▶ **PROBLEM TO WORK ON**
How many lines of the listing contain the word "green"? Give only the number.

▶ **DATA EXCERPTS**

────────

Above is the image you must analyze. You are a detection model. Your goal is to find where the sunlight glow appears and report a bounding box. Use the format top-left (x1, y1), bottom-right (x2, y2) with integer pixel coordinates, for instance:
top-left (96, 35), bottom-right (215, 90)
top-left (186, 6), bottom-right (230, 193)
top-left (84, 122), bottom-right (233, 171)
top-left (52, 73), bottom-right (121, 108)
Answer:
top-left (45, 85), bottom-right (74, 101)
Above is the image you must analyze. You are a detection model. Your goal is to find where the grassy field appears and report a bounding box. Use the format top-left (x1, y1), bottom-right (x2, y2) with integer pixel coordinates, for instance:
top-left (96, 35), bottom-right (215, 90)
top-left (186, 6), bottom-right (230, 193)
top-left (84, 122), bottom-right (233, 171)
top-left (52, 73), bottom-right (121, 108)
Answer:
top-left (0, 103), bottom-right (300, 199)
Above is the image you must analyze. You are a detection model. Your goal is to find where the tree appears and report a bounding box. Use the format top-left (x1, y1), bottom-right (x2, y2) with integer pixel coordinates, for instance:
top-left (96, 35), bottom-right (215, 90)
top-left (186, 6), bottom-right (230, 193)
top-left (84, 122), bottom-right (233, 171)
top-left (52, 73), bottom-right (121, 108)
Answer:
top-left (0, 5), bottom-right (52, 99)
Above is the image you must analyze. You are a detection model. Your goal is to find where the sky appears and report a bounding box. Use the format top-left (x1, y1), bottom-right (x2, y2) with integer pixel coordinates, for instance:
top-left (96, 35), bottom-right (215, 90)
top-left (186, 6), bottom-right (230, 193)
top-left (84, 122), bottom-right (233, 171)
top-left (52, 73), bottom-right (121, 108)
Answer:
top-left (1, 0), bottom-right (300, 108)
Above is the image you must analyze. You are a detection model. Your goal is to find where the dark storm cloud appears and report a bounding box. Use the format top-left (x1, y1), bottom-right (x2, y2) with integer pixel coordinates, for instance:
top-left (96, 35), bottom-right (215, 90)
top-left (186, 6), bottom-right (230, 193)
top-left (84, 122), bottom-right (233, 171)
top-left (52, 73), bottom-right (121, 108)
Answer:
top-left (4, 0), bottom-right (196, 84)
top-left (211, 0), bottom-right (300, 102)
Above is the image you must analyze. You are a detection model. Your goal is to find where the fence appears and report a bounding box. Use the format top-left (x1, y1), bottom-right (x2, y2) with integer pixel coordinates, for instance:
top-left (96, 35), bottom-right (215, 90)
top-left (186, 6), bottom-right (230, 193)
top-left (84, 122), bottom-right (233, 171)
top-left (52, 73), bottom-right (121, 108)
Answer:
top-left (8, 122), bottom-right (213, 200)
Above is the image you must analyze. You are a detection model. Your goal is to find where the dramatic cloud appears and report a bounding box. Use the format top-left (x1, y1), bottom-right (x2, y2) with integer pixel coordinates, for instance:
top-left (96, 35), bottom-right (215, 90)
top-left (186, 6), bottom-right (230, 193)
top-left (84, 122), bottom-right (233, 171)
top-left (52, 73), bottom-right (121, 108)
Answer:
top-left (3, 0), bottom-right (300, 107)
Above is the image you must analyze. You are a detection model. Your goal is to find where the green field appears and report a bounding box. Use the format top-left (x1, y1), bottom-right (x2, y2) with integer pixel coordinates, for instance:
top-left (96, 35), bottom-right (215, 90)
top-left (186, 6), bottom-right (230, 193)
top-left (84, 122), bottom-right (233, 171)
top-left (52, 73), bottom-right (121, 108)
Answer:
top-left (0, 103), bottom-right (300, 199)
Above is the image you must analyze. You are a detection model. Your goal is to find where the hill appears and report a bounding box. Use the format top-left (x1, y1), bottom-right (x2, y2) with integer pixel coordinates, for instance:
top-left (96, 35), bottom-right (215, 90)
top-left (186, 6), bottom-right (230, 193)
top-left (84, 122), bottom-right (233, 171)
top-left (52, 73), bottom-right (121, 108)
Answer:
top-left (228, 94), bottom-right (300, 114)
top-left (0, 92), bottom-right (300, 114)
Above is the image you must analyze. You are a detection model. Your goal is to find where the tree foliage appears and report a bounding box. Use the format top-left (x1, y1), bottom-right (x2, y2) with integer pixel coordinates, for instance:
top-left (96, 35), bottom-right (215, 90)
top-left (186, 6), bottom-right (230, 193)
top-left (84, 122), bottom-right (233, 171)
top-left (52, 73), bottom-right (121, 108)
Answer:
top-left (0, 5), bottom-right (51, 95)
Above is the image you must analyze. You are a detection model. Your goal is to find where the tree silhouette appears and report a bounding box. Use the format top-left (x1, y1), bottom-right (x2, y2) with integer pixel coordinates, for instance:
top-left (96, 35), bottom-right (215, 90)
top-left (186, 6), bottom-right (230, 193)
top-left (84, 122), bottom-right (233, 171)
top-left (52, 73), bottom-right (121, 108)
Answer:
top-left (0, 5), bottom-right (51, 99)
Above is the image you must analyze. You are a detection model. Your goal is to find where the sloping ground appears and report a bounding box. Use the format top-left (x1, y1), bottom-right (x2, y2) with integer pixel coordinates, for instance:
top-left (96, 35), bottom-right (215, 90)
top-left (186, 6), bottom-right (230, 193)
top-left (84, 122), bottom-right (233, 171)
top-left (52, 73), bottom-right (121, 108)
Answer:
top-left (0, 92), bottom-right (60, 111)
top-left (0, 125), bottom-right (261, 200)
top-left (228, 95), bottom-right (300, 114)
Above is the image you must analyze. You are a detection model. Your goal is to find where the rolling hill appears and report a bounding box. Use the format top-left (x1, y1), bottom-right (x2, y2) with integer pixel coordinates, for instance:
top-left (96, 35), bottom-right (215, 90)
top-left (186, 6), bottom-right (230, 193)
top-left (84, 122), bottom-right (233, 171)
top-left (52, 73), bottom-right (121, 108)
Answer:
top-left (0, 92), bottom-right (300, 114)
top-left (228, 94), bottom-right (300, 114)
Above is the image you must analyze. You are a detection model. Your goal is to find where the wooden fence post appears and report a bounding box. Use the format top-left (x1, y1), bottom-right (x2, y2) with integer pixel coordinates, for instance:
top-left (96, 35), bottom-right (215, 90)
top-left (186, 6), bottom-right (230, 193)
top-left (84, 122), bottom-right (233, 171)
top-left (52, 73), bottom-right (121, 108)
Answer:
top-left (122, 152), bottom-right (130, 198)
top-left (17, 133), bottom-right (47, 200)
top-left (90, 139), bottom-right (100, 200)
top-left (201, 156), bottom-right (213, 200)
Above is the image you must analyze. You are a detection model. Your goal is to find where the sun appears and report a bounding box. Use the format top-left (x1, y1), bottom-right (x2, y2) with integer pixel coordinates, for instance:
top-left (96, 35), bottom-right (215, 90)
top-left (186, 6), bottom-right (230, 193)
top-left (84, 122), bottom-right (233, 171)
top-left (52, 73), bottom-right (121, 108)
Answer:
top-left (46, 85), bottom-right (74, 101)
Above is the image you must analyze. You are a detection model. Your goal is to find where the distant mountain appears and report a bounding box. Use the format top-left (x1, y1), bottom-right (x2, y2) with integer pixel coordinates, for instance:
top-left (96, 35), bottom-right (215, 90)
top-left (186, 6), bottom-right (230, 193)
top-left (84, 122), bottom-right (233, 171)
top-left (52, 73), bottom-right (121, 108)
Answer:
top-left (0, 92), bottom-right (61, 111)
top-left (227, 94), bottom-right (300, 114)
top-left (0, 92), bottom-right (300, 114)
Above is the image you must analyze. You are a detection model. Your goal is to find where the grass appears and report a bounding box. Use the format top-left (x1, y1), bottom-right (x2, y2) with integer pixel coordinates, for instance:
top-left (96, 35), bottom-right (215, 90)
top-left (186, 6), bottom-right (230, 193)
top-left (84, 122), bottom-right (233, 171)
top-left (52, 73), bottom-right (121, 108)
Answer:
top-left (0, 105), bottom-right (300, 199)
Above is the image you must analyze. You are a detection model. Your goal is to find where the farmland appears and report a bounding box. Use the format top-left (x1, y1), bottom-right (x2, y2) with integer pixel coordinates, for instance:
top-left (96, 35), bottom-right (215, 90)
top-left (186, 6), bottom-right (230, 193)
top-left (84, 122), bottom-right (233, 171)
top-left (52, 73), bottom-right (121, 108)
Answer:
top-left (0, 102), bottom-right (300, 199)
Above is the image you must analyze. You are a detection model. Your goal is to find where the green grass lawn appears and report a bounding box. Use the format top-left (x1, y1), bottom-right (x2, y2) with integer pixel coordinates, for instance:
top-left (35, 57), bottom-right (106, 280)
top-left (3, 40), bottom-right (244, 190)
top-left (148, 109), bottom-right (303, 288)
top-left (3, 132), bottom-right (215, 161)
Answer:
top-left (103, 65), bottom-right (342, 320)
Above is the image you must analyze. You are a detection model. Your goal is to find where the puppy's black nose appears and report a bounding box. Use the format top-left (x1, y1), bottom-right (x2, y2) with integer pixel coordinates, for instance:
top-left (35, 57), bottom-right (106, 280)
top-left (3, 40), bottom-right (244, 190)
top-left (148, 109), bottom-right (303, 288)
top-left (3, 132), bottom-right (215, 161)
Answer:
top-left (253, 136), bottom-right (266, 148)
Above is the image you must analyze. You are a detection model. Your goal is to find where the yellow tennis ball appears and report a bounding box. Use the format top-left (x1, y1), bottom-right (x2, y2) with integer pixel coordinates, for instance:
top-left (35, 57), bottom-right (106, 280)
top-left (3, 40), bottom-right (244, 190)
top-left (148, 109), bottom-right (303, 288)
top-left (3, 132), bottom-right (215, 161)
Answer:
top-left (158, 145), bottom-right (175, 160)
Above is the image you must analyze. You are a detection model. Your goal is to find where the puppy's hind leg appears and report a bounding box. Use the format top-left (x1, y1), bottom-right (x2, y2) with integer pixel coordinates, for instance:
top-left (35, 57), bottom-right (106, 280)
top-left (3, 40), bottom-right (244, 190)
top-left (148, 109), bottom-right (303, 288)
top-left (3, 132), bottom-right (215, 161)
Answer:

────────

▶ **SOLUTION TO THE EXERCISE**
2